▶ [BRANO PROPOSTO]:
----
L’erosione umida è il metodo più comunemente utilizzato, mentre l’erosione ionica asciutta è impiegata meno frequentemente. Il motivo di questa preferenza, va al di là dei minori costi dell’erosione umida, e risiede piuttosto nella possibilità di utilizzare strumentazioni di modeste dimensioni e di evitare quei danni agli strati di ossido che sono comunemente connessi all’erosione asciutta. D’altra parte l’isotropia che caratterizza l’erosione umida è responsabile di un certo grado di penetrazione dell’erosione anche al di sotto dello strato di photoresist. Questa meccanismo va previsto in fase di progettazione.

A.2.3   Il drogaggio

Gli elementi comunemente utilizzati come droganti del silicio sono il boro per il tipo-p, il fosforo e l’arsenico per il tipo-n . Lo scopo del processo di drogaggio è di modificarne il profilo in regioni definite della superficie a partire da substrati a drogaggio uniforme. Per realizzare lo scopo si può procedere per diffusione, per impiantazione o con entrambi i metodi.
----
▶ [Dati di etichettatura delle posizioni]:
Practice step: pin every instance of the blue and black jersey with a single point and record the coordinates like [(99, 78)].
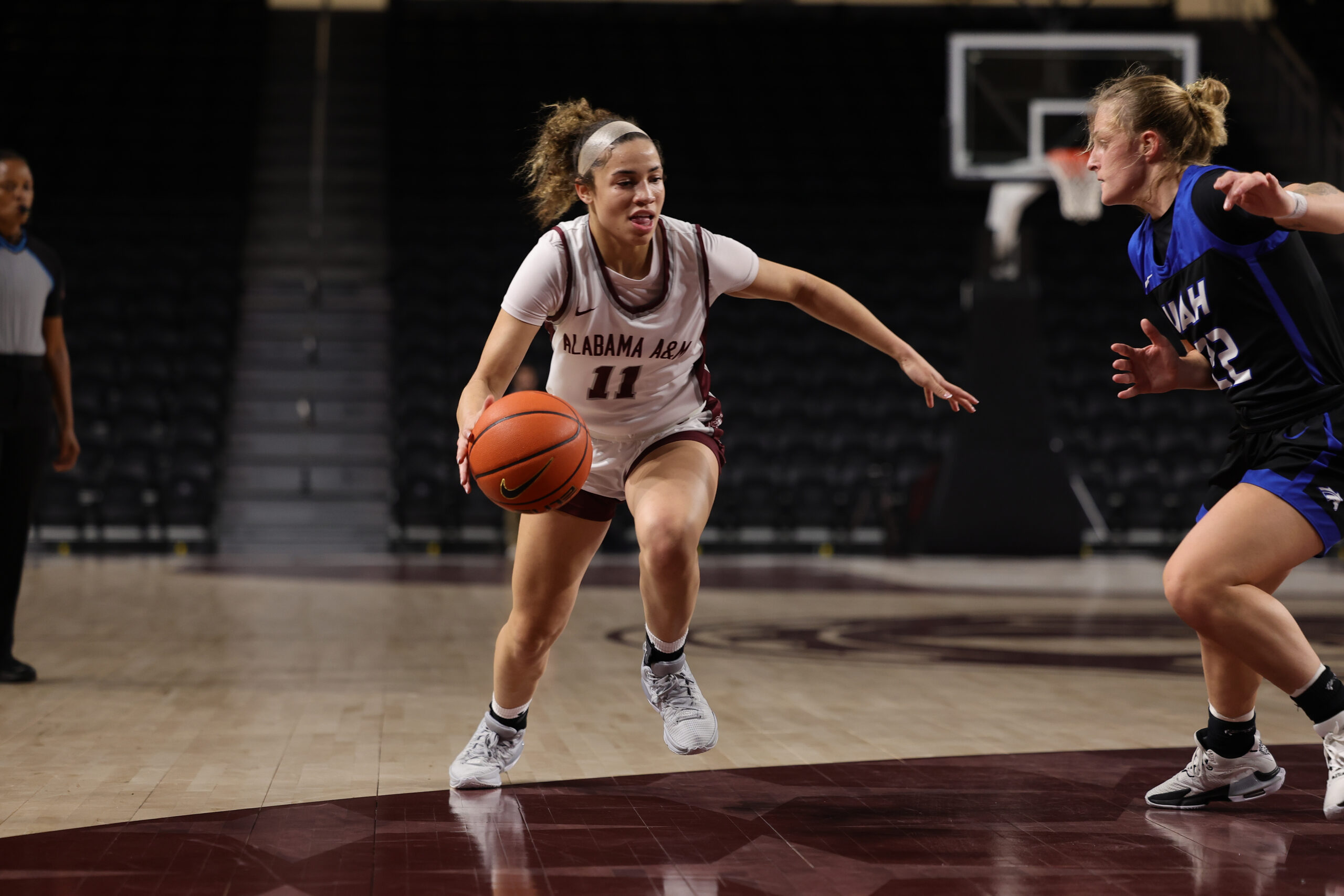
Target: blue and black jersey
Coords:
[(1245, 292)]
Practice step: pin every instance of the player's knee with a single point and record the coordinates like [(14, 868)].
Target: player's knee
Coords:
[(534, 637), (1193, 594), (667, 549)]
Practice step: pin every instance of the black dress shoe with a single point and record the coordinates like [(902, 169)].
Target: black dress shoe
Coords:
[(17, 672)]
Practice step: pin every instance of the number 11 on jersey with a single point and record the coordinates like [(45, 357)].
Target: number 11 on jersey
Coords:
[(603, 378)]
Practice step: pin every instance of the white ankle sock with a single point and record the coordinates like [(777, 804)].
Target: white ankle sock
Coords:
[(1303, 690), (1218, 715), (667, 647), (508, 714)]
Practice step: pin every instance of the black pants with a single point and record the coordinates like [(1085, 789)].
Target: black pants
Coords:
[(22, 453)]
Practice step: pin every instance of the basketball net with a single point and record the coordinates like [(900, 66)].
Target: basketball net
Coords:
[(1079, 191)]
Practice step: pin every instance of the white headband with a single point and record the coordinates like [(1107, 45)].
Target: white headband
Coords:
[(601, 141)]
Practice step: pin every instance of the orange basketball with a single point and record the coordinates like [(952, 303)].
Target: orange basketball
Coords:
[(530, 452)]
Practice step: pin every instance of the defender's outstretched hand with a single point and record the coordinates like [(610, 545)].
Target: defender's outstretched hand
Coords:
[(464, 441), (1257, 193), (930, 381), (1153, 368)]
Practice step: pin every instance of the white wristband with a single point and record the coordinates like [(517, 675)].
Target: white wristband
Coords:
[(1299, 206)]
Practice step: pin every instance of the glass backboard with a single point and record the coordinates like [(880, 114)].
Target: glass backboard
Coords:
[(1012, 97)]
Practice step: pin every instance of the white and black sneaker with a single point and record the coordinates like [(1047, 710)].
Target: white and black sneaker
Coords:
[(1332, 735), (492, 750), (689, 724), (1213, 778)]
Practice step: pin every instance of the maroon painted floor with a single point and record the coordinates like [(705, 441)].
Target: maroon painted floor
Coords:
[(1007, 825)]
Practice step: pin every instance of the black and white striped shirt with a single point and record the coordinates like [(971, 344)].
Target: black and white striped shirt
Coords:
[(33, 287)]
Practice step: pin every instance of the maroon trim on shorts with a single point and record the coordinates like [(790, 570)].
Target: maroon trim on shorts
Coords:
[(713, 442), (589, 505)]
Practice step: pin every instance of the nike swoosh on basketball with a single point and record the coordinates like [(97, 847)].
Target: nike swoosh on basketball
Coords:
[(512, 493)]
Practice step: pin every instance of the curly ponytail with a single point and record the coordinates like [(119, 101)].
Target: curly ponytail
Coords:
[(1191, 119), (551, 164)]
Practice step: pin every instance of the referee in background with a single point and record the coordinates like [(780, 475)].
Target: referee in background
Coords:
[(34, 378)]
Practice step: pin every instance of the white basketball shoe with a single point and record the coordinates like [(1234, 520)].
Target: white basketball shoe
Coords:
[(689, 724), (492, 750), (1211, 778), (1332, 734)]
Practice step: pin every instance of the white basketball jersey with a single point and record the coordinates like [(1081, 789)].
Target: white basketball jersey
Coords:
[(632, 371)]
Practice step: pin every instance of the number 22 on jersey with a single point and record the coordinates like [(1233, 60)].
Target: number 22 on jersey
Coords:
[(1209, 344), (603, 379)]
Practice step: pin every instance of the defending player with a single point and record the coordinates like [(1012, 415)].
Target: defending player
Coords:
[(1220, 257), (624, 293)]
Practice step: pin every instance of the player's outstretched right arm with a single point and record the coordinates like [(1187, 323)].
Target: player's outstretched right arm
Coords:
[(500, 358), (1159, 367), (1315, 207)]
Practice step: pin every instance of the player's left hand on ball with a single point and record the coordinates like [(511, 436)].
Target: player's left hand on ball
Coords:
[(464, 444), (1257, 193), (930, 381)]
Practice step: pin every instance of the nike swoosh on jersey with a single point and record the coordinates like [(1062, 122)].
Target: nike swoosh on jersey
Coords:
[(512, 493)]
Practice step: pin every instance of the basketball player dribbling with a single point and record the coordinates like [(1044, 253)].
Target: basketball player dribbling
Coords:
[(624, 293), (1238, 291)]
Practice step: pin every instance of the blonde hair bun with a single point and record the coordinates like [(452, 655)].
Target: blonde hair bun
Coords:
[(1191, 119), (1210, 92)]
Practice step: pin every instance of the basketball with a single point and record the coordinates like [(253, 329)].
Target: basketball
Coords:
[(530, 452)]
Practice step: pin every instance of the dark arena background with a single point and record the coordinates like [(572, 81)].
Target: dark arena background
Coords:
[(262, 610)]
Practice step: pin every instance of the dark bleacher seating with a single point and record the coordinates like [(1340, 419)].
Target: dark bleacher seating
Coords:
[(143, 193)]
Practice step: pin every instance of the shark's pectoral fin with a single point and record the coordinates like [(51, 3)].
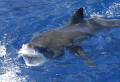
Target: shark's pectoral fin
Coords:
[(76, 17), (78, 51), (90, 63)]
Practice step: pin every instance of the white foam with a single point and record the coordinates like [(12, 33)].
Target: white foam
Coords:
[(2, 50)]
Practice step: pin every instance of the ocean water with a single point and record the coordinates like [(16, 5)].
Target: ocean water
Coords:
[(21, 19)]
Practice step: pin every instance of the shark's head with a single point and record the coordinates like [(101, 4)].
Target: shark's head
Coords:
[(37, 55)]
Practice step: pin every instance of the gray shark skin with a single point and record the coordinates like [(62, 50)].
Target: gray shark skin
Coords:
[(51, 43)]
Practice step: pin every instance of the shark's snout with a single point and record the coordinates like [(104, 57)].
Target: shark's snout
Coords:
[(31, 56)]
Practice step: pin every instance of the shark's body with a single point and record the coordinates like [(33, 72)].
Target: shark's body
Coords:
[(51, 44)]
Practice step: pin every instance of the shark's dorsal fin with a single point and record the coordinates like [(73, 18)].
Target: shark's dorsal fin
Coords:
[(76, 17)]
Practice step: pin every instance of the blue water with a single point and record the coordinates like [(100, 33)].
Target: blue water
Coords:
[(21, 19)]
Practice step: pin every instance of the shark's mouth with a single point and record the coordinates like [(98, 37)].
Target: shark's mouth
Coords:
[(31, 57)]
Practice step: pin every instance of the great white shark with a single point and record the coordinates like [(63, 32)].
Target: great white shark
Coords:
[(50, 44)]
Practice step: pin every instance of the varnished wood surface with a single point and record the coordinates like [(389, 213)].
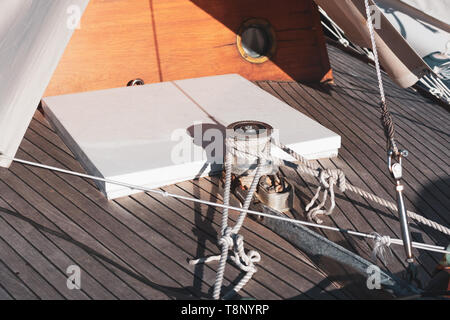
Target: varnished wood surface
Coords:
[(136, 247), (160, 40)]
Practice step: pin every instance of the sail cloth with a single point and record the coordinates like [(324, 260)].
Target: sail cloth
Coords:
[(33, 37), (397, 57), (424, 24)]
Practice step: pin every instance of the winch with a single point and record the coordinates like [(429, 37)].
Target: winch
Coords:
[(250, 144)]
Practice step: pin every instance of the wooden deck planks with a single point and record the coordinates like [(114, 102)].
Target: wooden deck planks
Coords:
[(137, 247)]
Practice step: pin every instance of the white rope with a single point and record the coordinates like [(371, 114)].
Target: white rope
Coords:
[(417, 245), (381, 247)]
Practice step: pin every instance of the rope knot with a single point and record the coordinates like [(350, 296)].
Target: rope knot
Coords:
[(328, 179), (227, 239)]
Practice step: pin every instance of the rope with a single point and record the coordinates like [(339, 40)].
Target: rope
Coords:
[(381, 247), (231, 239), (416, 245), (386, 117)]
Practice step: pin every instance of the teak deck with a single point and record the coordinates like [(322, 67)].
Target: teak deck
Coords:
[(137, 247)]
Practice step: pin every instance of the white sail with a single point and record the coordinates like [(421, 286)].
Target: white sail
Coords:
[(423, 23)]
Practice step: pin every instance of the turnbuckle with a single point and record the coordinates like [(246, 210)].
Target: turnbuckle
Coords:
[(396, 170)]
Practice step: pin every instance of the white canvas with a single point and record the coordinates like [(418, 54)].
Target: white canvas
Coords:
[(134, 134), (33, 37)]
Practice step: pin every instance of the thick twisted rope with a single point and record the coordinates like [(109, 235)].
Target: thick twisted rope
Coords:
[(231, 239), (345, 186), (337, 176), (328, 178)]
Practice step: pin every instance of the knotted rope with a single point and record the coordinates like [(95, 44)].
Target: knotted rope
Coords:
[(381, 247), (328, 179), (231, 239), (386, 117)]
----
Prosegui il brano sul drogaggio del silicio partendo dall'ultima frase riportata. Il materiale qui non ha alcun ruolo.

▶ [RISPOSTA]:
Nel processo di diffusione, mantenendo il substrato ad una temperatura elevata, gli atomi donori penetrano dalla superficie nel volume del semiconduttore. La concentrazione di droganti può essere controllata agendo dalla superficie durante tutto il processo, oppure depositando sulla superficie una quantità definita di atomi all’inizio del processo.
Il processo di impiantazione consiste, invece, nel bombardare la fetta con un fascio ionico di energia definita. Gli ioni potranno penetrare nel substrato attraverso le aree di superficie aperte mediante i processi litografici ed erosivi messi in atto nei passaggi precedenti. Nelle altre aree gli ioni verranno fermati dagli strati isolanti, a meno che la loro energia non consenta di oltrepassare anche tali strati. Anche il photoresist può essere utilizzato come schermo durante l’impiantazione.
I processi di diffusione ed impiantazione immettono nel reticolo cristallino del semiconduttore la concentrazione voluta di impurezze, ma ciò non è sufficiente a garantire le proprietà elettriche desiderate. Le impurezze, ad esempio, possono trovarsi in posizioni irregolari all’interno del reticolo, posizioni che non consentono loro di funzionare nel modo corretto, oppure il processo di impiantazione può danneggiare fortemente il reticolo stesso. Per portare gli atomi droganti nelle posizioni corrette e per ricostruire il reticolo, il substrato viene quindi sottoposto ad un trattamento termico.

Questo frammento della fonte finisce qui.